Given problem
Starting at the line that holds "For the white smoke", set down each line through the end of the listing, exactly as written and with nothing added.

Recorded data
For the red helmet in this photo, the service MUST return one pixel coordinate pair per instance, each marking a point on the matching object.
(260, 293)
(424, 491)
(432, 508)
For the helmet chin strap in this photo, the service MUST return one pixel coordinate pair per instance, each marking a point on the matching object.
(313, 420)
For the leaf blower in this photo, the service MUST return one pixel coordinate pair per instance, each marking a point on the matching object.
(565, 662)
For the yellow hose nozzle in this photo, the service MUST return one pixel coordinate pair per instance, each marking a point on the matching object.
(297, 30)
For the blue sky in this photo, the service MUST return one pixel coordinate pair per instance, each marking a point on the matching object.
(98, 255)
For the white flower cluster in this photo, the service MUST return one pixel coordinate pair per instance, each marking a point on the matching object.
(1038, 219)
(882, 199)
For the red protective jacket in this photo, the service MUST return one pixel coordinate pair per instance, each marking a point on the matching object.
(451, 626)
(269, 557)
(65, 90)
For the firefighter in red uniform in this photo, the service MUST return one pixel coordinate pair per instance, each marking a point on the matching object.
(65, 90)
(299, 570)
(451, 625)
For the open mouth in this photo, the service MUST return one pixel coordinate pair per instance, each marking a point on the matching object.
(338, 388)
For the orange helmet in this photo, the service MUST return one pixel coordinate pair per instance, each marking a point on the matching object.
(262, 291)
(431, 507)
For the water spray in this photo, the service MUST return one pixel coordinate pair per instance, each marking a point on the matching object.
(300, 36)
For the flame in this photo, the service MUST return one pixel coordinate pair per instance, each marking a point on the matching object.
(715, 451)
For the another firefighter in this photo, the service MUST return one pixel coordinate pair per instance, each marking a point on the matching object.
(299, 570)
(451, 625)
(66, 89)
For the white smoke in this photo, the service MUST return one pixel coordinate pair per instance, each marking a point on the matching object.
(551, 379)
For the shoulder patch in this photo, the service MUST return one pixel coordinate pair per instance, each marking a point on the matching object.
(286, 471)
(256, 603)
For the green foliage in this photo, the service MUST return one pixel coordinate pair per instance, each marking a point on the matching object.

Written answer
For the white smoke in this photo, the service MUST return one pixel coordinate pair per instance, each marking a point on the matching object.
(551, 379)
For the shoulder patch in this photo, the service MUST return one pixel coordinate pair per instance, each marking a point on the matching object.
(286, 471)
(256, 603)
For the green foliage in this photo, the service MUST return one pixel coordinate pair per instance, each marking a point on the matching object.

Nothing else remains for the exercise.